Output all the entries below as a Markdown table with two columns, Row and Entry line. Number each row and skip any blank lines.

# # # # #

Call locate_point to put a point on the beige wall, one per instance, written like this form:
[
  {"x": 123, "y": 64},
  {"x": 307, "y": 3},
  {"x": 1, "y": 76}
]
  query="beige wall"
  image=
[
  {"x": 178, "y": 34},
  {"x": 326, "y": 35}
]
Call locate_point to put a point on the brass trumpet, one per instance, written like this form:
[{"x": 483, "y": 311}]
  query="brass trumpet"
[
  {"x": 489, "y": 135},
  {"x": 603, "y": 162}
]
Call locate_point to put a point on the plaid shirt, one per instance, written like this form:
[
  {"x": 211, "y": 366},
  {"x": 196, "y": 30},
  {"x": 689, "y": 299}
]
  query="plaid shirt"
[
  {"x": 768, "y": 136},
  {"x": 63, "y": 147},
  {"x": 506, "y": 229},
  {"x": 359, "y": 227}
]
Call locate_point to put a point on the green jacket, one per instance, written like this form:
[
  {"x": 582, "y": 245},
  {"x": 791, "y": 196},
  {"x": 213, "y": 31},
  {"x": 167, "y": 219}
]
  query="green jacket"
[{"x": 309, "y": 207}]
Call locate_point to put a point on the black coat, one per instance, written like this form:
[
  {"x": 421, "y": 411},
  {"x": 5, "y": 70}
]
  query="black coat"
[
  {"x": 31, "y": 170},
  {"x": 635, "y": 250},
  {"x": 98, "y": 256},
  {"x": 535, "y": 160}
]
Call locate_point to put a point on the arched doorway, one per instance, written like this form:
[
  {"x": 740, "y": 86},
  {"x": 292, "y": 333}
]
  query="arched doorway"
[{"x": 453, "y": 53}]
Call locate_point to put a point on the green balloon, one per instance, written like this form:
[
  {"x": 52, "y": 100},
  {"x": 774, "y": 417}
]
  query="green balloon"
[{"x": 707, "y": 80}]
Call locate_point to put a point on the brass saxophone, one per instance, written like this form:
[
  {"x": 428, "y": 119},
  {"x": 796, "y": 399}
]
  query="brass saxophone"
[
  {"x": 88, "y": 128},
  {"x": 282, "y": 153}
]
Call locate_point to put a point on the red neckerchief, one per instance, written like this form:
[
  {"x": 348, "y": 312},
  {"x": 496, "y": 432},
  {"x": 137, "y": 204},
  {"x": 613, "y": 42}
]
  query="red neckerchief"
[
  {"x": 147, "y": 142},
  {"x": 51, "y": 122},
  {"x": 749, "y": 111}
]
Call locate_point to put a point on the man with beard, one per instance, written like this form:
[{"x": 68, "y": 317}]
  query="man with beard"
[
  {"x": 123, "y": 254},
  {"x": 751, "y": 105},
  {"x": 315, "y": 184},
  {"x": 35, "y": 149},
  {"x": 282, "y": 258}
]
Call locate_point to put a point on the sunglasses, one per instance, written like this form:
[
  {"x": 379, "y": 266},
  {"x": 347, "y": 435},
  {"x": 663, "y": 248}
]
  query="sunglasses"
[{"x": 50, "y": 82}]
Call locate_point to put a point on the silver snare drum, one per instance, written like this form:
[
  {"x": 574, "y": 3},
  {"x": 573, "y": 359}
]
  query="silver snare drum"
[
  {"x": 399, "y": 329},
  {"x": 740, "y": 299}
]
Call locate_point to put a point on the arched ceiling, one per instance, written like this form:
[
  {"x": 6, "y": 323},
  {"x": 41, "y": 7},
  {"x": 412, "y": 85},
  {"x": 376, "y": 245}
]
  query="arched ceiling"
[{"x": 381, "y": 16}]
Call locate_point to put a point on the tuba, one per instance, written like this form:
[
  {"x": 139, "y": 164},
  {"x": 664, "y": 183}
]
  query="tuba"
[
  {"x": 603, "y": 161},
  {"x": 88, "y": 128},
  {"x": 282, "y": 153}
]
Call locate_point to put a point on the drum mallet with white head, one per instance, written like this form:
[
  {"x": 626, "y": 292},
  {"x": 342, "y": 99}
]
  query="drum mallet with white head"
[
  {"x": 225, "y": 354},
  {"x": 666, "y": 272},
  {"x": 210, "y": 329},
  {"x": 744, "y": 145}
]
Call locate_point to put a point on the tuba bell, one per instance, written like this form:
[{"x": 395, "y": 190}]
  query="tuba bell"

# # # # #

__Expected answer__:
| Row | Entry line |
|---|---|
| 1 | Call locate_point to put a point on the beige wall, one per instance, written like this form: |
| 2 | [ |
| 3 |   {"x": 123, "y": 64}, |
| 4 |   {"x": 307, "y": 3}, |
| 5 |   {"x": 1, "y": 76} |
| 6 | ] |
| 7 |   query="beige wall" |
| 8 |   image= |
| 9 | [ |
| 10 |   {"x": 178, "y": 34}, |
| 11 |   {"x": 326, "y": 35} |
| 12 | ] |
| 13 | Call locate_point to put a point on the brass trumpet, one per instance, written like this form: |
| 14 | [{"x": 483, "y": 311}] |
| 15 |   query="brass trumpet" |
| 16 | [ |
| 17 |   {"x": 489, "y": 135}, |
| 18 |   {"x": 603, "y": 162} |
| 19 | ] |
| 20 | Call locate_point to put a point on the plaid shirt, one per instance, written like this form: |
| 21 | [ |
| 22 |   {"x": 211, "y": 366}, |
| 23 |   {"x": 196, "y": 30}, |
| 24 |   {"x": 689, "y": 299} |
| 25 | ] |
| 26 |   query="plaid shirt" |
| 27 | [ |
| 28 |   {"x": 768, "y": 136}, |
| 29 |   {"x": 63, "y": 147}, |
| 30 |   {"x": 506, "y": 229}, |
| 31 |   {"x": 359, "y": 227} |
| 32 | ] |
| 33 | Call locate_point to put a point on the green jacket, one per instance, written like this form: |
| 34 | [ |
| 35 |   {"x": 582, "y": 245}, |
| 36 |   {"x": 791, "y": 196}, |
| 37 |   {"x": 213, "y": 31}, |
| 38 |   {"x": 167, "y": 219} |
| 39 | ] |
| 40 |   query="green jacket" |
| 41 | [{"x": 309, "y": 207}] |
| 42 | Call locate_point to put a point on the black coat, one per instance, written like this form: |
| 43 | [ |
| 44 |   {"x": 421, "y": 411}, |
| 45 |   {"x": 5, "y": 70} |
| 46 | ] |
| 47 |   query="black coat" |
| 48 | [ |
| 49 |   {"x": 31, "y": 170}, |
| 50 |   {"x": 635, "y": 250}, |
| 51 |   {"x": 98, "y": 256}, |
| 52 |   {"x": 535, "y": 160} |
| 53 | ] |
| 54 | Call locate_point to put a point on the arched doorway, one per instance, written like this form: |
| 55 | [ |
| 56 |   {"x": 740, "y": 86}, |
| 57 |   {"x": 292, "y": 333} |
| 58 | ] |
| 59 |   query="arched doorway" |
| 60 | [{"x": 453, "y": 53}] |
| 61 | Call locate_point to put a point on the green balloon, one per instance, written like this form: |
| 62 | [ |
| 63 |   {"x": 52, "y": 100}, |
| 64 |   {"x": 774, "y": 417} |
| 65 | ] |
| 66 |   query="green balloon" |
| 67 | [{"x": 707, "y": 80}] |
| 68 | Call locate_point to put a point on the brass saxophone, one per instance, written like this form: |
| 69 | [ |
| 70 |   {"x": 428, "y": 119}, |
| 71 |   {"x": 796, "y": 399} |
| 72 | ] |
| 73 |   query="brass saxophone" |
| 74 | [ |
| 75 |   {"x": 88, "y": 128}, |
| 76 |   {"x": 282, "y": 153} |
| 77 | ] |
| 78 | Call locate_point to put a point on the red neckerchief, one per instance, written like this form: |
| 79 | [ |
| 80 |   {"x": 348, "y": 312}, |
| 81 |   {"x": 496, "y": 432}, |
| 82 |   {"x": 137, "y": 204}, |
| 83 |   {"x": 613, "y": 42} |
| 84 | ] |
| 85 |   query="red neckerchief" |
| 86 | [ |
| 87 |   {"x": 147, "y": 142}, |
| 88 |   {"x": 51, "y": 122}, |
| 89 |   {"x": 749, "y": 111} |
| 90 | ] |
| 91 | Call locate_point to put a point on the man with beard, one per instance, written like this form: |
| 92 | [{"x": 68, "y": 317}] |
| 93 |   query="man with beard" |
| 94 | [ |
| 95 |   {"x": 123, "y": 254}, |
| 96 |   {"x": 751, "y": 105}, |
| 97 |   {"x": 315, "y": 184}, |
| 98 |   {"x": 35, "y": 149}, |
| 99 |   {"x": 282, "y": 258} |
| 100 | ] |
| 101 | Call locate_point to put a point on the sunglasses, one per instance, written like this form: |
| 102 | [ |
| 103 |   {"x": 379, "y": 266}, |
| 104 |   {"x": 347, "y": 435}, |
| 105 |   {"x": 663, "y": 248} |
| 106 | ] |
| 107 |   query="sunglasses" |
| 108 | [{"x": 50, "y": 82}] |
| 109 | Call locate_point to put a point on the silver snare drum, one per instance, written like this form: |
| 110 | [ |
| 111 |   {"x": 574, "y": 3}, |
| 112 |   {"x": 573, "y": 359} |
| 113 | ] |
| 114 |   query="silver snare drum" |
| 115 | [ |
| 116 |   {"x": 399, "y": 329}, |
| 117 |   {"x": 740, "y": 299} |
| 118 | ] |
| 119 | Call locate_point to put a point on the arched ceiling, one per instance, written like this form: |
| 120 | [ |
| 121 |   {"x": 6, "y": 323}, |
| 122 |   {"x": 41, "y": 7}, |
| 123 |   {"x": 412, "y": 85}, |
| 124 |   {"x": 376, "y": 245} |
| 125 | ] |
| 126 |   query="arched ceiling" |
| 127 | [{"x": 381, "y": 16}] |
| 128 | Call locate_point to put a point on the tuba, one per instance, written like this form: |
| 129 | [ |
| 130 |   {"x": 139, "y": 164}, |
| 131 |   {"x": 664, "y": 183} |
| 132 | ] |
| 133 |   query="tuba" |
| 134 | [ |
| 135 |   {"x": 603, "y": 161}, |
| 136 |   {"x": 88, "y": 128}, |
| 137 |   {"x": 282, "y": 153} |
| 138 | ] |
| 139 | Call locate_point to put a point on the drum mallet with white head, one per instance, written like this form: |
| 140 | [ |
| 141 |   {"x": 626, "y": 292}, |
| 142 |   {"x": 342, "y": 99} |
| 143 | ] |
| 144 |   query="drum mallet with white head" |
| 145 | [ |
| 146 |   {"x": 225, "y": 354}, |
| 147 |   {"x": 666, "y": 272}, |
| 148 |   {"x": 210, "y": 329}, |
| 149 |   {"x": 744, "y": 145} |
| 150 | ] |
| 151 | Call locate_point to put a point on the tuba bell, one per instance, written like this form: |
| 152 | [{"x": 395, "y": 190}] |
| 153 |   query="tuba bell" |